--- Selected text Enclosed Below ---
Now the period just before dawn often represents a crisis point for persons severely ill. Consciousness has been away from the body for too long a period, and such a returning consciousness then has difficulty dealing with the sick body mechanism. The practice in hospitals of giving drugs to patients so that they will sleep entirely throughout the night is detrimental for this reason. In many cases it is too great a strain on the part of the returning consciousness to take over again the ailing mechanism.

Such medications also often prevent certain necessary dream cycles that can help the body recuperate, and the consciousness then becomes highly disoriented. Some of the divisions between different portions of the self, therefore, are not basically necessary but are the result of custom and convenience.

[... 2 paragraphs ...]

This resulted in a mobility of consciousness that indeed insured his physical survival, and those intuitions that appeared to him in the dream state were remembered and taken advantage of in the waking state.

Now, many diseases are simply caused by this division of yours and this long period of bodily inactivity, and this extended focus of attention in either waking or dreaming reality. Your normal consciousness can benefit by excursions and rest in those other fields of actuality that are entered when you sleep, and the so-called sleeping consciousness will also benefit by frequent excursions into the waking state.

[... 1 paragraph ...]

(10:10. Jane’s trance had been deep, her pace fast throughout. Yet she remembered some of the material, which usually isn’t the case. She hadn’t been reading about sleep recently. “The whole bit is far out to me,” she said. “I haven’t been entertaining any ideas like these, at least consciously.” Resume in the same manner at 10:22.)

[... 3 paragraphs ...]

The psychic centers would be activated more frequently, and the entire identity of the personality would be better strengthened and maintained. The resulting mobility and flexibility of consciousness would cause an added dividend in increased conscious concentration, and fatigue levels would always remain below danger points. A greater equalization, both physical and mental, would result.

[... 1 paragraph ...]

If you do not understand that in periods of sleep your consciousness actually does leave your body, then what I have said will be meaningless. Now your consciousness does return at times, to check upon the physical mechanisms, and the simple consciousness of atom and cell — the body consciousness — is always with the body, so it is not vacant. But the largely creative portions of the self do leave the body, and for large periods of time when you sleep.

(10:39.) Some cases of strong neurotic behavior result from your present sleeping habits. Sleepwalking to some degree is also connected here. Consciousness wants to return to the body, but it has been hypnotized into the idea that the body must not awaken. Excess nervous energy takes over, and rouses the muscles to activity, because the body knows it has been inactive for too long and otherwise severe muscular cramps would result.

The same applies to your eating habits. By turn you overstuff and then starve the tissues. This has definite effects upon the nature of your consciousness, your creativity, your degree of concentration. Along these lines, for example, you do literally starve your bodies at night, and add to the aging of your bodies by denying them food throughout those long hours. All of this reflects upon the strength and nature of your consciousness.

[... 3 paragraphs ...]

The problems of senility would also be reduced, for stimuli would not be minimized for so long a time. And consciousness, with a greater flexibility, would know more of its own sense of joy.
--- End of Enclosed Selected text ---
--- Dataset excerpt Enclosed Below ---
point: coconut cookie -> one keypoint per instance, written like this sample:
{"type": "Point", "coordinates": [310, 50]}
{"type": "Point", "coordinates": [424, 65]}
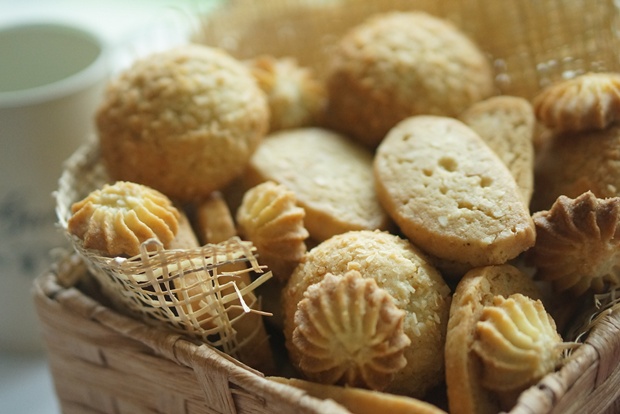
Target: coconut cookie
--- End of Enclosed Dataset excerpt ---
Decide whether each statement agrees with the passage on sleep and consciousness, answering yes or no and quoting the passage's deciding words: 1. Giving hospital patients drugs so they sleep all night is described as harmful. 2. The body is left vacant while consciousness is away during sleep. 3. Jane had recently been reading about sleep. The material that comes after the text is separate from it.

1. Yes: "The practice in hospitals of giving drugs to patients so that they will sleep entirely throughout the night is detrimental for this reason."
2. No: "the body consciousness — is always with the body, so it is not vacant."
3. No: "She hadn’t been reading about sleep recently."